When the Convention took up the Committee’s report the next day, General Pinckney immediately moved that the span during which the slave trade would be protected should be prolonged: from the year 1800 to 1808.  Madison jumped to his feet to object: “Twenty years will produce all the mischief that can be apprehended from the liberty to import slaves.  So long a term will be more dishonorable to the American character than to say nothing about it in the Constitution.”  Since General Pinckney and James Madison had both been on the committee that drafted this compromise, it is very likely that this exchange was a reprise of an earlier battle that had already been fought in committee, with the South Carolinian evidently believing that he had been on the losing side.  However, if it was true that he had already lost in committee, Pinckney’s appeal was now directed to an assemblage that was more disposed to appease him.  Madison’s objection was the only one voiced, and the extension passed, 7-to-4.  There is a palpable sense in the exchanges from this day forward that the delegates were now eager to contain and resolve this late-blooming explosion as quickly and tidily as possible; they had no wish to allow a few hot tempers to overthrow an entire summer’s labors, even over such a difficult and volatile issue as slavery.  The standoff over the slave trade would be the Convention’s last major crisis. 

The Other Side of the 20 Year Compromise: Export Taxes 

Finally, and with very little further debate, the 20-year compromise on the slave trade was passed by the same division of votes that had extended the years that such a trade would be protected (New Jersey, Pennsylvania, Delaware, and Virginia being the only states to vote against it).  The delegates then proceeded to debate the related clause about placing duties on the imported slaves.  Interestingly, those who were unified in their opposition to the slave trade were divided on this question.  Sherman and Madison did not want any duties attached to the importations, because it had the effect of “acknowledging men to be property,” and they “thought it wrong to admit in the Constitution the idea that there could be property in men.”  Others, however, argued that exempting slave importers from paying any duties at all would be the practical equivalent of granting them a bounty on their trade, because they would be the only traders who were exempt from paying taxes.  For those who were opposed to the slave trade, the choice lay between a distasteful logical implication or an offensive practical result.  The delegates from the Deep South only wanted to be assured that Congress could not levy such a high duty that it would be tantamount to a prohibition on the imports.  The delegates ultimately agreed that a duty could be imposed “not exceeding ten dollars for each person.”

Information given
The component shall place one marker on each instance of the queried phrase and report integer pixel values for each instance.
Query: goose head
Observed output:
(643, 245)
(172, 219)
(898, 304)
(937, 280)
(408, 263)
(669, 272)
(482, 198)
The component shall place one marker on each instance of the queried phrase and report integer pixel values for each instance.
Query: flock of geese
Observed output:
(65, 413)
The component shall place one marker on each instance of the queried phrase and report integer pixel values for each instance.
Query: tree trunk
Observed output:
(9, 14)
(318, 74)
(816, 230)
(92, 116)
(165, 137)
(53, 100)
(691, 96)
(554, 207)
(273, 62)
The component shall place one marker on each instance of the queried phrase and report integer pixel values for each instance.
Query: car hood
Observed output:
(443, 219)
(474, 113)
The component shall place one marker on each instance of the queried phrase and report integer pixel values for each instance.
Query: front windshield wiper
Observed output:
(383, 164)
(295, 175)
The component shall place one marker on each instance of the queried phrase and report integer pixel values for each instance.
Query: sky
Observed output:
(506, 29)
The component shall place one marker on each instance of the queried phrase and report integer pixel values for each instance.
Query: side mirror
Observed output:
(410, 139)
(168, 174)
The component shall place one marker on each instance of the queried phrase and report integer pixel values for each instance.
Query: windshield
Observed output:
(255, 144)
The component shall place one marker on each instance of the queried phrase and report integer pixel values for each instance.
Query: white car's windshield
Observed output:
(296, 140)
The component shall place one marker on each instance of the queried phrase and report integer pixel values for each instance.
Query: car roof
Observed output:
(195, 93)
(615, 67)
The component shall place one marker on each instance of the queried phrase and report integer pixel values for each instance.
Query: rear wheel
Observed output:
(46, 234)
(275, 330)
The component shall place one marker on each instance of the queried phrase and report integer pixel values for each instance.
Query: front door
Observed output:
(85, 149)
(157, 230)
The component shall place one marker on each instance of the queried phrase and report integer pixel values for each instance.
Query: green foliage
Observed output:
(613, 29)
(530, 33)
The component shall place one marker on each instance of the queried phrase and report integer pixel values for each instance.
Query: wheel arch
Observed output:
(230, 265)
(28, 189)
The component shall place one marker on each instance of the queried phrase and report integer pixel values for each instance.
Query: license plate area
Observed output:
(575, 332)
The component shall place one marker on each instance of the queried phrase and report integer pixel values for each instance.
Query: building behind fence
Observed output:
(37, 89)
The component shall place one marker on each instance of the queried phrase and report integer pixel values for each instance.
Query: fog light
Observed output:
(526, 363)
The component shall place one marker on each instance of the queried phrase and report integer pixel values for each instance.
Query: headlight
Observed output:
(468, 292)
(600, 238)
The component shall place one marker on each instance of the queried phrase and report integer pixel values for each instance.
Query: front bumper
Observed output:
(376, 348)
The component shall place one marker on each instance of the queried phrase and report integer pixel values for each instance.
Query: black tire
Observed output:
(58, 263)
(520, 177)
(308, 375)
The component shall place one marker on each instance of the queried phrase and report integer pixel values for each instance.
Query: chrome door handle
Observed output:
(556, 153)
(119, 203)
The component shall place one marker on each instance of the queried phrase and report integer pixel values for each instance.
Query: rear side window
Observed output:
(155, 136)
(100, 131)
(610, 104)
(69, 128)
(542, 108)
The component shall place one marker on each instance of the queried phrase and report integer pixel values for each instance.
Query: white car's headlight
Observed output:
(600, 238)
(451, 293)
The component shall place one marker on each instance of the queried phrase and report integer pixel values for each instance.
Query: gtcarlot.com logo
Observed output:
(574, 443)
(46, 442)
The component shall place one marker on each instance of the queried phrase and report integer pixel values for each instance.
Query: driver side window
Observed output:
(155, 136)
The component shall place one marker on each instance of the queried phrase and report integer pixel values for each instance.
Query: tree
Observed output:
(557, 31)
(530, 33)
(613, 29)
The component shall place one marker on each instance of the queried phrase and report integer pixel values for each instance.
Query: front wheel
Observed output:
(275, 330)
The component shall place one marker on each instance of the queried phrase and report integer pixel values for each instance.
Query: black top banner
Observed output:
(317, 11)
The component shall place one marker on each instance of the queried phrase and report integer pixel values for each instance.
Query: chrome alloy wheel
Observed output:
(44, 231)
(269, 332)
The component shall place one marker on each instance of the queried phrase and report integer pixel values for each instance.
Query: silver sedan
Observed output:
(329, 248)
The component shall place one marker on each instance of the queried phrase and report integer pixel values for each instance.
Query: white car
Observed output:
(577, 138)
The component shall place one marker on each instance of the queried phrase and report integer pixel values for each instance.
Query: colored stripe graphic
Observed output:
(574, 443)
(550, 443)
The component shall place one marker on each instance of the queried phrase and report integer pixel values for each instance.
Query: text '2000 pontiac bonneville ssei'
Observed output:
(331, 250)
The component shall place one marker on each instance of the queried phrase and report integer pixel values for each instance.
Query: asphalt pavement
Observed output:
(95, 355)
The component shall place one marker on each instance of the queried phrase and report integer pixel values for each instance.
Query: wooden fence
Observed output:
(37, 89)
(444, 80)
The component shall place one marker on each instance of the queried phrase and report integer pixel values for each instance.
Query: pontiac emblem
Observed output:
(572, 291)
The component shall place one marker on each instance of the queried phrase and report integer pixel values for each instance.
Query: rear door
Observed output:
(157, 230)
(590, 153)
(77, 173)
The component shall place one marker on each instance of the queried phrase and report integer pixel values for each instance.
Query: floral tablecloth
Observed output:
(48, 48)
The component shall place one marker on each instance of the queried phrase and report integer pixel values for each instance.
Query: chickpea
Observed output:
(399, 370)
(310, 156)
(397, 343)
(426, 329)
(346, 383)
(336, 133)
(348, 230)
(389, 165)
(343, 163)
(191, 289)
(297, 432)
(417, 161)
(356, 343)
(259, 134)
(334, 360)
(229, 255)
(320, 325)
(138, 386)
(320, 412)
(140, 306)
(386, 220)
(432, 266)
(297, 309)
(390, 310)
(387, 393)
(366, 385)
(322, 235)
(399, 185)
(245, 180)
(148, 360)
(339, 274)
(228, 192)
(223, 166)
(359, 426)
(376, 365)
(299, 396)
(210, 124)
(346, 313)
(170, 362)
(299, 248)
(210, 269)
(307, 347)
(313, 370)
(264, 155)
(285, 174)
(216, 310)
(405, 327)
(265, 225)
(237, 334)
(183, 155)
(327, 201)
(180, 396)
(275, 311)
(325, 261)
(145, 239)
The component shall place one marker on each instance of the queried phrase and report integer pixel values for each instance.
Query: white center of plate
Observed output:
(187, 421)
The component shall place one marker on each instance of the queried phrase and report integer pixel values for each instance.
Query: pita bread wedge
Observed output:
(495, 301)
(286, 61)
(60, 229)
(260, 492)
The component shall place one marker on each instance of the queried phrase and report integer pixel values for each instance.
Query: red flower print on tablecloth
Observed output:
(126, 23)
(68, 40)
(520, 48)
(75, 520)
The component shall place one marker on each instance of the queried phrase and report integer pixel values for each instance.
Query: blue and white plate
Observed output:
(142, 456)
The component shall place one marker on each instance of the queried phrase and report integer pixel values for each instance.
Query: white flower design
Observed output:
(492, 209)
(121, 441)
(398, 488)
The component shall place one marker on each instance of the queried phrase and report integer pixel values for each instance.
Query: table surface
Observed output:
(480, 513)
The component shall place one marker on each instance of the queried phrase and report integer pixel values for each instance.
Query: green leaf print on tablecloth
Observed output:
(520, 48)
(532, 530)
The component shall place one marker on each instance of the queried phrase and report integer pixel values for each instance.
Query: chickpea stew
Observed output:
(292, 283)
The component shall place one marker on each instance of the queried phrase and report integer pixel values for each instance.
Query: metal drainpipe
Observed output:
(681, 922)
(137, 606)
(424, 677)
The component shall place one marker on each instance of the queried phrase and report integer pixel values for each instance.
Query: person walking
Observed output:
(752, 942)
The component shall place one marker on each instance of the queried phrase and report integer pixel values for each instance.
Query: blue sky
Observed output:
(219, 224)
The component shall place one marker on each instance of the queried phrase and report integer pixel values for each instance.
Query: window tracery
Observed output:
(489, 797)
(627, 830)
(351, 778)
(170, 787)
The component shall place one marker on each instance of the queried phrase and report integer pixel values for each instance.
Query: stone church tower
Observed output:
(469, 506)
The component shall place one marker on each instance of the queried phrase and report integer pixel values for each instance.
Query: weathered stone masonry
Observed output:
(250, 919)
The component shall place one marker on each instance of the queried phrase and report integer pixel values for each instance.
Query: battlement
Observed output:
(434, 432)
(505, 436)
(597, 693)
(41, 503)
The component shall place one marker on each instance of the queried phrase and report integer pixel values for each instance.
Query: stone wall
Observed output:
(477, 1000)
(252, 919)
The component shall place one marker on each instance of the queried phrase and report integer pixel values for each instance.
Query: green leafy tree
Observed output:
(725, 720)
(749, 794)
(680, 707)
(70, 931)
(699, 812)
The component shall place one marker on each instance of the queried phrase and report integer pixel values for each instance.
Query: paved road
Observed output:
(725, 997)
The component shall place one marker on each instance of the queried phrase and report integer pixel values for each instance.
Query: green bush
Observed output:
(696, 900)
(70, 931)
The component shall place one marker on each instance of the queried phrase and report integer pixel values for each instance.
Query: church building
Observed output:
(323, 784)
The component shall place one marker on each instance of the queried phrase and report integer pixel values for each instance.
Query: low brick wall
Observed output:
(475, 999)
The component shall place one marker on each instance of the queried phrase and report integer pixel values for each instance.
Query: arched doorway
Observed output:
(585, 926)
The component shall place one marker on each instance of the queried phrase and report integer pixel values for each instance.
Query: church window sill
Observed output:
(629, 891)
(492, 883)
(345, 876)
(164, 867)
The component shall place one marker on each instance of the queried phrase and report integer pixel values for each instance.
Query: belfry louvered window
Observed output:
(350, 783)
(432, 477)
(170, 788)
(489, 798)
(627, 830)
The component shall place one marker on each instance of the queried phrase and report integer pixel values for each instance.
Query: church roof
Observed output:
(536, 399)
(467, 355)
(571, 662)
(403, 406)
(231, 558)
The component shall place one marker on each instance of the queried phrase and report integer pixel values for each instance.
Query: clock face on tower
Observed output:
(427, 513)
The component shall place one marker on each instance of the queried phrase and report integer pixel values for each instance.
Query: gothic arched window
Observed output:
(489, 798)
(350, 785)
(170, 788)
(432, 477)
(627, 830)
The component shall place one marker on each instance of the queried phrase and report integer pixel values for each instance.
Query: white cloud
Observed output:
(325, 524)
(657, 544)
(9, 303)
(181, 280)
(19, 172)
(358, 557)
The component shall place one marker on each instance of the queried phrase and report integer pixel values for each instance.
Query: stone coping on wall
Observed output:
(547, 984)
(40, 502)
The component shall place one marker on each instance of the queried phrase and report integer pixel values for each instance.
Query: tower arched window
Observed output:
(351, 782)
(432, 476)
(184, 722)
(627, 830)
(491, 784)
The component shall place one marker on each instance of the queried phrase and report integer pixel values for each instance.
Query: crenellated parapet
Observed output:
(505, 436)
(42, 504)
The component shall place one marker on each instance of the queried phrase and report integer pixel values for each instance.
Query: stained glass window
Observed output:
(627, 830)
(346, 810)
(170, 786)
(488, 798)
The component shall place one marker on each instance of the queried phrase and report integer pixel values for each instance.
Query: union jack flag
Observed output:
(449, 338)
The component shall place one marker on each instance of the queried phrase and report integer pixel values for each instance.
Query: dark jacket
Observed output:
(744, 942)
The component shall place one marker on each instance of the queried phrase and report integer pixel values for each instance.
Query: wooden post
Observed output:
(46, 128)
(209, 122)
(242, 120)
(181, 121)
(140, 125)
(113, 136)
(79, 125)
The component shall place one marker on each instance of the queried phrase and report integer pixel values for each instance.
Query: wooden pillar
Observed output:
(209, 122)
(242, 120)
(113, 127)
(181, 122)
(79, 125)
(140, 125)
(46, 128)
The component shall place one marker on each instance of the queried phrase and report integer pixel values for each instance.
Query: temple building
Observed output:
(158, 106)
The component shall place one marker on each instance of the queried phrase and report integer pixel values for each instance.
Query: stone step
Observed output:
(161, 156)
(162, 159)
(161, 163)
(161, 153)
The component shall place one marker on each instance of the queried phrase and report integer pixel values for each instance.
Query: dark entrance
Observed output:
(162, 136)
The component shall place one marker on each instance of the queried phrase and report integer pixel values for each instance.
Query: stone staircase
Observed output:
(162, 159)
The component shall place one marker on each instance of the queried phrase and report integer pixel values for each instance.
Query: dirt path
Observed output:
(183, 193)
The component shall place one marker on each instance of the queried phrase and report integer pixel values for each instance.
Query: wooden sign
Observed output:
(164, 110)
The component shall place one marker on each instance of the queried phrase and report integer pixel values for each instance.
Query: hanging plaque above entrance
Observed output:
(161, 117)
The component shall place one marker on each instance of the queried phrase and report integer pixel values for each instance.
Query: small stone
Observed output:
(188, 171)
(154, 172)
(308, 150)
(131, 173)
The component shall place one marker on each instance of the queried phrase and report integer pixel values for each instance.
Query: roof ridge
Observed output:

What you are asked to do
Answer these questions from the passage on the Convention's slave trade debate.
1. To what year did General Pinckney move to extend the period during which the slave trade would be protected?
2. By what vote did that extension pass?
3. What limit did the delegates finally set on the duty that could be imposed on each imported person?

Solution for this problem
1. 1808
2. 7-to-4
3. Not exceeding ten dollars for each person